Exercise directions:
Write the next part of the passage on the anthology film Putham Pudhu Kaalai, picking up after its final sentence.

Excerpt provided:
+--
Kalidas Jayaram and Kalyani Priyadarshan in Putham Pudhu Kaalai (2020). Courtesy Amazon Prime Video.

Kalidas Jayaram is Jayaram’s son in real life. Family members prove useful in making a film under locked-down conditions. In Suhasini Mani Ratnam’s episode, the renowned actor and filmmaker casts herself, her cousins Anu Hasan and Shruti Haasan, and her mother Komalam as members of a family herded together by circumstance. Valli (Suhasini Mani Ratnam) and Saras (Anu Hasan) fly into Chennai from halfway across the world to be with their comatose mother. Their youngest sister Ramya (Shruti Haasan) has refused to make the family reunion complete – but the woman lying silently on the bed has other plans.
+--
Dataset entries:

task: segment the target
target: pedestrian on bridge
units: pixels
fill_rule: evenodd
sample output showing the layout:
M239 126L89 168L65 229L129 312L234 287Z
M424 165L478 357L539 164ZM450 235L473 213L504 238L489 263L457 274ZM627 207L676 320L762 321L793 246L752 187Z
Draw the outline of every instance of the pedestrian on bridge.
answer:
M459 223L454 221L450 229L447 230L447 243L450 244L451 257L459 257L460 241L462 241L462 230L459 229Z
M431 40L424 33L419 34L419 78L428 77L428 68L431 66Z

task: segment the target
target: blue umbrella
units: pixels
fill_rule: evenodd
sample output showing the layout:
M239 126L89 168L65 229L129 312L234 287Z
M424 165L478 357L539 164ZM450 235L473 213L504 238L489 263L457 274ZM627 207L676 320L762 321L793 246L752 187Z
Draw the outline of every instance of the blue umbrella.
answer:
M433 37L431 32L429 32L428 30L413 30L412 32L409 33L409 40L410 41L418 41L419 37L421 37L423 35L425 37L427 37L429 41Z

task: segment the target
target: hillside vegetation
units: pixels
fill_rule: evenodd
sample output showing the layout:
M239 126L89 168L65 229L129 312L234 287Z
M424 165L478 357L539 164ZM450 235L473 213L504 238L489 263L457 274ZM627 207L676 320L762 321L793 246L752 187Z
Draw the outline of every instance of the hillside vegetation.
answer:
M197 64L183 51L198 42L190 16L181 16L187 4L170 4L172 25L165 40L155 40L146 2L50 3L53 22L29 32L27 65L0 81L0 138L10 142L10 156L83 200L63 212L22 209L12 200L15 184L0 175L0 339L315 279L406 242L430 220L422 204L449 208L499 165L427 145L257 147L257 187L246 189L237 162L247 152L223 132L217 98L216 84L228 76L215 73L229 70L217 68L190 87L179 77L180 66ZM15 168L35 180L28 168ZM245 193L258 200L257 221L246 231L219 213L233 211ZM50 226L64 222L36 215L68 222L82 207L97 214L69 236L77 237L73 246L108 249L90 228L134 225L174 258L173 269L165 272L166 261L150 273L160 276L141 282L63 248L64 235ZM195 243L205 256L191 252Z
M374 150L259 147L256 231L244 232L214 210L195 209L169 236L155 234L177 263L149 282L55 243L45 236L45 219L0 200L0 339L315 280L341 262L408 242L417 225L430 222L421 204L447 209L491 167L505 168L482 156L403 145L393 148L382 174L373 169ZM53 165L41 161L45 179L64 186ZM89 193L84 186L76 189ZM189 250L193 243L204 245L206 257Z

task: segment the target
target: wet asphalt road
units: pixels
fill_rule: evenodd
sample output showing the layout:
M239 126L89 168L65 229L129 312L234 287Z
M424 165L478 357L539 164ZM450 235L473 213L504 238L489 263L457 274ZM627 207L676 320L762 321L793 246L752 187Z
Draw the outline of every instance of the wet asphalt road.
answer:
+--
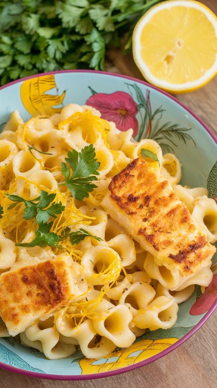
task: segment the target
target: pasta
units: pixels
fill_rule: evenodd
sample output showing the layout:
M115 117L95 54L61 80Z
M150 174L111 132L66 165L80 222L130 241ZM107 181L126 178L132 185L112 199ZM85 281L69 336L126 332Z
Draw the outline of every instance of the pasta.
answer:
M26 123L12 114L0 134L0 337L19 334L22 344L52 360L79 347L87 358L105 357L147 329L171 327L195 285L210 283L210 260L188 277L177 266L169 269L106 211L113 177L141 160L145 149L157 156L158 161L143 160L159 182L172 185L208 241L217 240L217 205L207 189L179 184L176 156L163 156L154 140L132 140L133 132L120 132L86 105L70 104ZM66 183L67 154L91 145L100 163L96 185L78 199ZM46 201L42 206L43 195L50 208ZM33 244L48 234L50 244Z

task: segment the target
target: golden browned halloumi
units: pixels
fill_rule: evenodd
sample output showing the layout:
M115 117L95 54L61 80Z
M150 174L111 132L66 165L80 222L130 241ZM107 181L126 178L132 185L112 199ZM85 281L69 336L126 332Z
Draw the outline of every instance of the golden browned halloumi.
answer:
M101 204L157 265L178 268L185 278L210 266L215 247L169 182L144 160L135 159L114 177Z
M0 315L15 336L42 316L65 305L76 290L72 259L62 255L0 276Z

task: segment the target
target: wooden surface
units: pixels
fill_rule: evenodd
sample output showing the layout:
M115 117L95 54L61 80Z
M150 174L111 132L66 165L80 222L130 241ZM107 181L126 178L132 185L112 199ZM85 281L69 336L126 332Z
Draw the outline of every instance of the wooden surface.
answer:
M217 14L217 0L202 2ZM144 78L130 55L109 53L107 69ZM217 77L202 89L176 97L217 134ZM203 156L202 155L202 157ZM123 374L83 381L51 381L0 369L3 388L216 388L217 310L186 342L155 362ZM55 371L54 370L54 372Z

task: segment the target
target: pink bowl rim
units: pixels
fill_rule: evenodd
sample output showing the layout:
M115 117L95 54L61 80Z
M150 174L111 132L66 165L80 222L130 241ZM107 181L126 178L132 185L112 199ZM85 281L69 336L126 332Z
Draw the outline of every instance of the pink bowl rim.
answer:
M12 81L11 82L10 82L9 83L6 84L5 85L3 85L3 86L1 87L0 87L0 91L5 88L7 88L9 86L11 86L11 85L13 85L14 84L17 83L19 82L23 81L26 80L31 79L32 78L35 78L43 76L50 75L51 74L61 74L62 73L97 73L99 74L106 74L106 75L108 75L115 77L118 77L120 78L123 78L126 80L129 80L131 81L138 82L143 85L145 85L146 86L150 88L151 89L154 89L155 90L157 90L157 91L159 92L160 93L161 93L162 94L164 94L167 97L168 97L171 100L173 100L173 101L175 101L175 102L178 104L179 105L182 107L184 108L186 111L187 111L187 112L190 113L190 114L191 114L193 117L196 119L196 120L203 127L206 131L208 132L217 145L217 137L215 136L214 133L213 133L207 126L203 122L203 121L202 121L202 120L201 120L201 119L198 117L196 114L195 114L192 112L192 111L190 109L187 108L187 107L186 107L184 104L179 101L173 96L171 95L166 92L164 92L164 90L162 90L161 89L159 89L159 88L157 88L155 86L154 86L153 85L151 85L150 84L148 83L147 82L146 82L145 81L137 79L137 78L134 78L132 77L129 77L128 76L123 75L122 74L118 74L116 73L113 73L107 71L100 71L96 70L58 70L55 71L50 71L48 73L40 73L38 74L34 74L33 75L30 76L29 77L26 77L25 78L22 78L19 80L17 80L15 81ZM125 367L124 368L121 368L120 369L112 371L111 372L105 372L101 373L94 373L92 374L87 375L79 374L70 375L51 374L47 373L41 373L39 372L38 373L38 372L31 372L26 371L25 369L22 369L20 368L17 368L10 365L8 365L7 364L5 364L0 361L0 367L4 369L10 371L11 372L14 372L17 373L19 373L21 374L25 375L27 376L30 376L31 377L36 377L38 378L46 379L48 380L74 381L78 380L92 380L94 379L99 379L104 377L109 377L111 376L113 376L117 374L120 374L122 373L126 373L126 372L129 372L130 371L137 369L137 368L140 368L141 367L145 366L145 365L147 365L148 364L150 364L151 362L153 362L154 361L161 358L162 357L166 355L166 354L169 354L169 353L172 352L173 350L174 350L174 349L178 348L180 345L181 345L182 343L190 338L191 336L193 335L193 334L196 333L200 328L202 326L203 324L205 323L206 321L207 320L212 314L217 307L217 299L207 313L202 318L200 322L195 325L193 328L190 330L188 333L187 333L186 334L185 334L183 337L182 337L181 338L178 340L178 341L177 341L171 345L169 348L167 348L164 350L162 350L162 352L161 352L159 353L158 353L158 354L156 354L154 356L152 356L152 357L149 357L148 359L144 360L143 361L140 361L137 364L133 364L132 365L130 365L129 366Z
+--
Exercise result:
Filled with emotion and containing an excellent central performance by its director, this short film is the strongest and most affecting in the anthology. It could well be developed into a movie, one that might provide the back stories of the sisters and expand on the moving relationship between the parents (the father is played by Kathadi Ramamurthy).

Suhasini Mani Ratnam and Anu Hasan in Putham Pudhu Kaalai (2020). Courtesy Amazon Prime Video.

Smart casting also boosts Rajiv Menon’s wicked contribution, about a club performer who turns up unannounced at her school friend’s house and is forced to stay longer when the lockdown is announced. Actor and singer Andrea Jeremiah and Carnatic vocalist Sikkil Gurucharan make an unlikely but interesting pair, watched over by Leela Samson’s sporting matriarch. Not for nothing are Jeremiah and Gurucharan thrown together – the story pays an affecting tribute to the healing power of music.

Andrea Jeremiah and Sikkil Gurucharan in Putham Pudhu Kaalai (2020). Courtesy Amazon Prime Video.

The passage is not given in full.